**AVAILABLE DATA**
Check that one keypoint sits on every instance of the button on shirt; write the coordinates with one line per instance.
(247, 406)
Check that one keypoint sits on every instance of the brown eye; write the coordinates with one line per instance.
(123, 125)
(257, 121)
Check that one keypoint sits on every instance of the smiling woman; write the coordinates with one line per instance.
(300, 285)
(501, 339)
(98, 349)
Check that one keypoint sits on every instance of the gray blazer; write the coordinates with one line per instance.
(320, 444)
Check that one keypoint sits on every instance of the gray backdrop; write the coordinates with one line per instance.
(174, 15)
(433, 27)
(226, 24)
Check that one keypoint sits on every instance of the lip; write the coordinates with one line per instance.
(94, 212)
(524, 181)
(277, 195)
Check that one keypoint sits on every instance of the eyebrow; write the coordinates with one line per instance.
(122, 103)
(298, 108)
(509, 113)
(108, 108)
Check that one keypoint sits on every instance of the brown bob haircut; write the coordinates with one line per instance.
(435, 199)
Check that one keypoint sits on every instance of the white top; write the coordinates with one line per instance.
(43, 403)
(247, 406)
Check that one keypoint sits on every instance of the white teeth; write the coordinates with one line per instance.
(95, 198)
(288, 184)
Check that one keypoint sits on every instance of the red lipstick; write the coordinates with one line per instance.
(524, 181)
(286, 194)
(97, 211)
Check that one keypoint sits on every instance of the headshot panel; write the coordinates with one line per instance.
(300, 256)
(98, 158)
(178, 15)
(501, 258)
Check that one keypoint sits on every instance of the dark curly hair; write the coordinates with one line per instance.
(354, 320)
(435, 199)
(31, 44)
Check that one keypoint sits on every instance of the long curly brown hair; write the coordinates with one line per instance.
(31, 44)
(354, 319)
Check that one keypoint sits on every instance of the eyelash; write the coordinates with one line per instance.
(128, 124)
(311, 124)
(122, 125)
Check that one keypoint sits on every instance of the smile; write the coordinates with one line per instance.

**EXERCISE DIRECTIONS**
Set down the complete listing once more, exactly as it stands above.

**EXERCISE SOLUTION**
Check that one keypoint sits on every instance of the button on shirt; write the coordinates with one line per instance.
(247, 406)
Check that one keypoint sits on every instance of the brown eye; write the coordinates with one line per instance.
(123, 125)
(257, 121)
Check that one keypoint sits on every instance of the smiling woman; write the coordinates with one line per instance.
(300, 285)
(501, 339)
(98, 349)
Check that one keypoint sits on every instance of the gray blazer; write the coordinates with one line per instance.
(320, 444)
Check that one keypoint sits on every instance of the gray backdrop; write the coordinates with one line per instance.
(174, 15)
(433, 27)
(226, 24)
Check that one keypoint sits on every instance of the lip; write the coordinates with one line per instance.
(94, 212)
(524, 181)
(277, 195)
Check that one keypoint sits on every instance of the eyebrow; write the coordinates with one line per instance.
(122, 103)
(298, 108)
(509, 113)
(108, 108)
Check that one keypoint sits on every instance of the brown bob haircut; write the coordinates with one line per instance.
(435, 199)
Check that one keypoint sits on every instance of the white top; write the coordinates with one line per instance.
(43, 403)
(247, 406)
Check that one keypoint sits on every instance of the white teeth; write the coordinates with one line per instance.
(95, 198)
(288, 184)
Check that one keypoint sits on every instance of the red lipstick; write the coordinates with one line per instance.
(524, 181)
(286, 194)
(97, 211)
Check that one keypoint sits on every instance of the headshot panel; write the coordinates with one line per instance.
(300, 256)
(98, 158)
(178, 15)
(501, 258)
Check that one keypoint sits on every instance of the dark curly hair; write the coordinates with one line per instance.
(354, 320)
(435, 199)
(31, 44)
Check that one keypoint sits on every instance of the long curly brown hair; write the coordinates with one line per instance.
(31, 44)
(354, 319)
Check that one keypoint sits on every instance of the eyelash; write the coordinates with one line per instance.
(128, 124)
(311, 124)
(122, 125)
Check that one keypoint sits on every instance of the smile; write the coordinates with one line per instance.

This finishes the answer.